> Do this
Extract each line of the data below that contains the string "leaf". Matching is case-sensitive.

> Data in this exercise
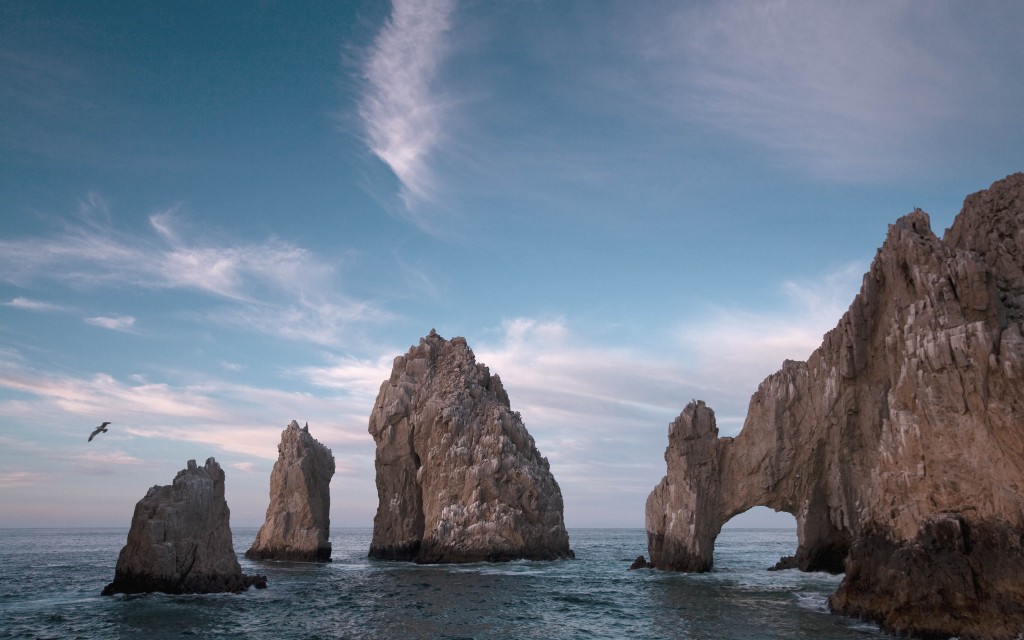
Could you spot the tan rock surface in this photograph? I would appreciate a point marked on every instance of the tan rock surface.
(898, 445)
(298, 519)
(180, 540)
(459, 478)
==
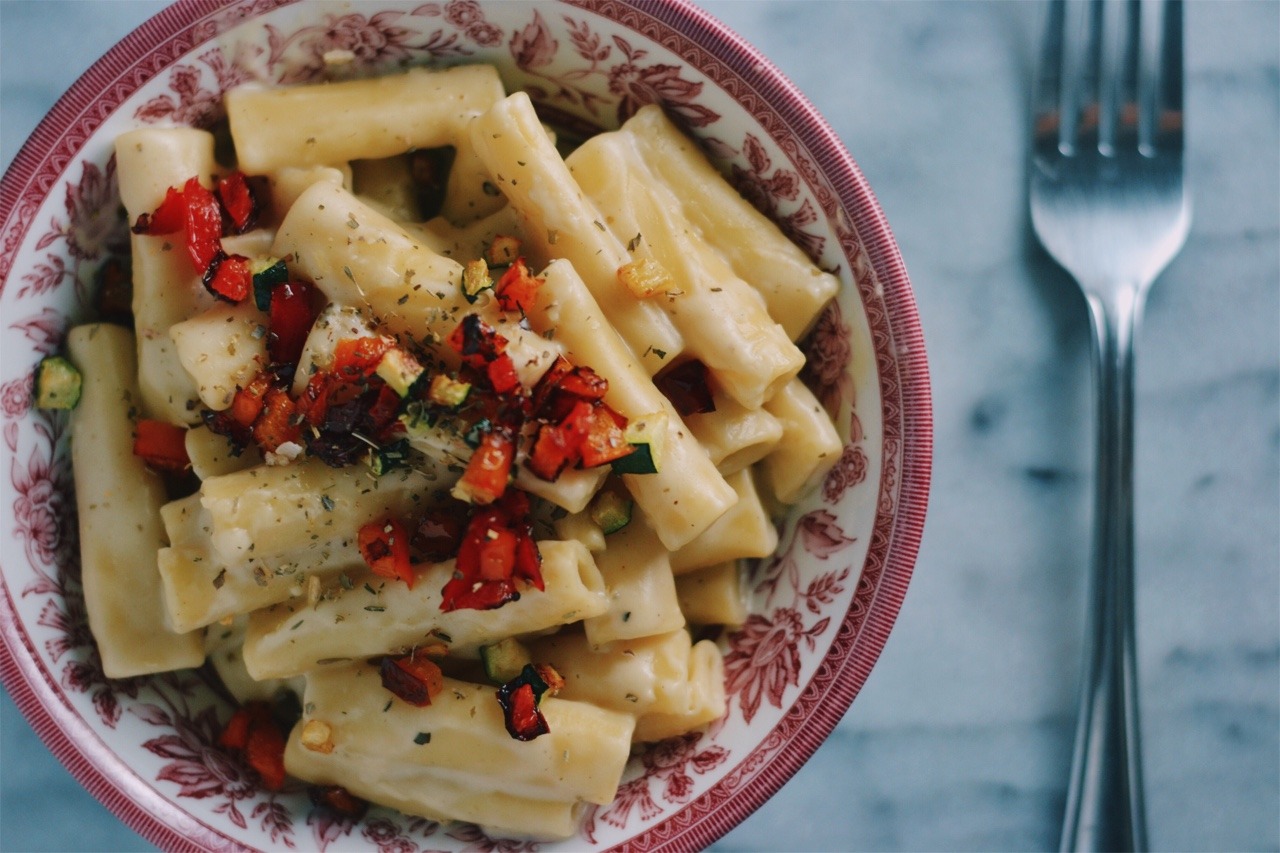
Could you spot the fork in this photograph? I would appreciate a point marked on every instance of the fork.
---
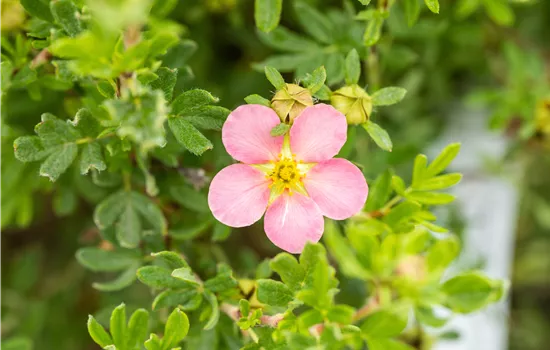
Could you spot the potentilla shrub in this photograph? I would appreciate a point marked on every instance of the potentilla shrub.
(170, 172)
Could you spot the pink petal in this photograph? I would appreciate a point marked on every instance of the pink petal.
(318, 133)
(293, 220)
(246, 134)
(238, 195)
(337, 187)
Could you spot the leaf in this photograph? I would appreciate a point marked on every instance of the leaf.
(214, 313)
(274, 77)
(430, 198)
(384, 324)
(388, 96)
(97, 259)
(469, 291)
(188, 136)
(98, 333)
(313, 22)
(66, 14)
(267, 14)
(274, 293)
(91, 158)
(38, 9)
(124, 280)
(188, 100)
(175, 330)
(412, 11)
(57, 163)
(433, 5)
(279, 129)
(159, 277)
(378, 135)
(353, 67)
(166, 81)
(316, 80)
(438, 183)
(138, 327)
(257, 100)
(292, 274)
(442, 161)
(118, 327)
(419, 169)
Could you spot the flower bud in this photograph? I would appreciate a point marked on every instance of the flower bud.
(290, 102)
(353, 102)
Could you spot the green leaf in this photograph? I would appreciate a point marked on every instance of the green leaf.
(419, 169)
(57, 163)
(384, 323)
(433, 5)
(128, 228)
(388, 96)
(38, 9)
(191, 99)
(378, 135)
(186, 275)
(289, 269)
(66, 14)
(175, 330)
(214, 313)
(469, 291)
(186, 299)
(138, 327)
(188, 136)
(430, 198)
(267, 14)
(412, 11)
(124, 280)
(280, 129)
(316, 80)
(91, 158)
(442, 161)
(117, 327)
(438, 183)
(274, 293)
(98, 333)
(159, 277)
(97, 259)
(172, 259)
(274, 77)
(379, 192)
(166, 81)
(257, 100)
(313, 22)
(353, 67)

> Solution to this problem
Could you spot the leaf in this photograph? I would appreciate a point marked on every instance of the leaf.
Could you spot the green leaf in this photograph? I would appreciate a point marked on every instance of the green leaf.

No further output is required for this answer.